Set task - Please turn every line of the material below into a numbered list, skipping any blank lines.

— START OF Data supplied —

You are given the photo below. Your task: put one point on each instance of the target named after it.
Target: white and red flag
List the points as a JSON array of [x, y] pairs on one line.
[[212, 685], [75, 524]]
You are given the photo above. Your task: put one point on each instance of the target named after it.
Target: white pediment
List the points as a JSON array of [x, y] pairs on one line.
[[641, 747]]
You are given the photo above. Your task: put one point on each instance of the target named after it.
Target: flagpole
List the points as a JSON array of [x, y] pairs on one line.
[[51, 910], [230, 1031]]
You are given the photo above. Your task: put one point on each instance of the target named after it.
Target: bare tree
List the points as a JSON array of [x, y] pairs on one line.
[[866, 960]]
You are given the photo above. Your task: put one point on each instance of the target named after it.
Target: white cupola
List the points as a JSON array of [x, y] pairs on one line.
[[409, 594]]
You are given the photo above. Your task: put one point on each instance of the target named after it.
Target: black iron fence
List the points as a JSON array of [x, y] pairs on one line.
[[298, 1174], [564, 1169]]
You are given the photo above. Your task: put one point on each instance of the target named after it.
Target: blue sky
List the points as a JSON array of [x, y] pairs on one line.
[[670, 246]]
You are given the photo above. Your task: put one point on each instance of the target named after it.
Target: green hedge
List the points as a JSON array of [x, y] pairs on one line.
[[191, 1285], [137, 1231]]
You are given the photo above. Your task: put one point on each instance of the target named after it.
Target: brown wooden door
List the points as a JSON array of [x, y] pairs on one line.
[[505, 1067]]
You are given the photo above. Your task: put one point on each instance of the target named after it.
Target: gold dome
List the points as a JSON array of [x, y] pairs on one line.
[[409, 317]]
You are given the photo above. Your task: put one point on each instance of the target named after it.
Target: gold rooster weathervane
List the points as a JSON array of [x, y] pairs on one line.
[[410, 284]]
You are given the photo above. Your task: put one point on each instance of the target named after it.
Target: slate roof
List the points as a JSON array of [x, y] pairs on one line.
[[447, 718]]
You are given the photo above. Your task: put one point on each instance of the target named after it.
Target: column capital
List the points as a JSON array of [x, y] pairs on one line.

— END OF Data supplied —

Reply -
1. You are given the photo below. Your task: put one point on each instance of the target named after it.
2. Target: white and red flag
3. List the points as a JSON array of [x, y] pairs on one line.
4. [[212, 685], [75, 524]]
5. You are given the photo above. Your task: put one point on each instance of the target named after it.
6. Target: white pediment
7. List the points as a JSON array of [x, y] pairs on one line.
8. [[641, 747]]
9. You are given the photo above. Your task: put one point on each instance of the target named after it.
10. Target: flagpole
11. List the points as a JSON array of [x, y] pairs on one line.
12. [[51, 910], [230, 1031]]
13. You are given the photo above. Your task: put one point on each instance of the target named after it.
14. Target: bare tree
15. List the points as a JSON array of [x, y] pairs on one line.
16. [[866, 960]]
17. You are given the photo above. Your task: put one point on each instance of the target named after it.
18. Target: white cupola
19. List the points as a JSON array of [x, y] pairs on one line.
20. [[409, 594]]
21. You are given the photo above. Your task: put one point on each instance of the target named after it.
22. Target: black iron fence
23. List the points as a JSON array of [x, y] pairs on one line.
24. [[298, 1174], [564, 1169]]
25. You are given the photo above. Your task: put one point on each instance of the target named after it.
26. Target: blue sky
27. List the points as a JSON array of [x, y] pairs on one line.
28. [[670, 246]]
29. You are given the photo above. Your task: put one point on each instance of the target named after it.
30. Target: green hedge
31. List the points as a JSON array of [x, y] pairs on one line.
32. [[191, 1285], [137, 1231]]
33. You are given the photo above. Your task: put one point on each instance of the target named after it.
34. Target: brown wooden door
35. List the points as a JSON array of [x, y] pairs on one line.
36. [[505, 1067]]
37. You are given the photo above. Your task: put one point on each instance of the target named after it.
38. Target: gold dome
39. List the points as a JSON array of [x, y] pairs on one line.
40. [[409, 317]]
41. You are given the photo above. Your task: put one point on each instance of the target named after it.
42. Target: gold rooster weathervane
43. List the points as a JSON array of [x, y] pairs on one line.
44. [[410, 284]]
45. You are given the photo above. Your task: put one point on each instance of the target named after it.
46. Target: slate roof
47. List the points as a JSON array of [x, y] pairs on one line.
48. [[447, 718]]
49. You are given the photo above. Your task: put one point on each instance of the target named after it.
50. Target: column capital
51. List the points as a JSON array of [x, y] pairs on one line.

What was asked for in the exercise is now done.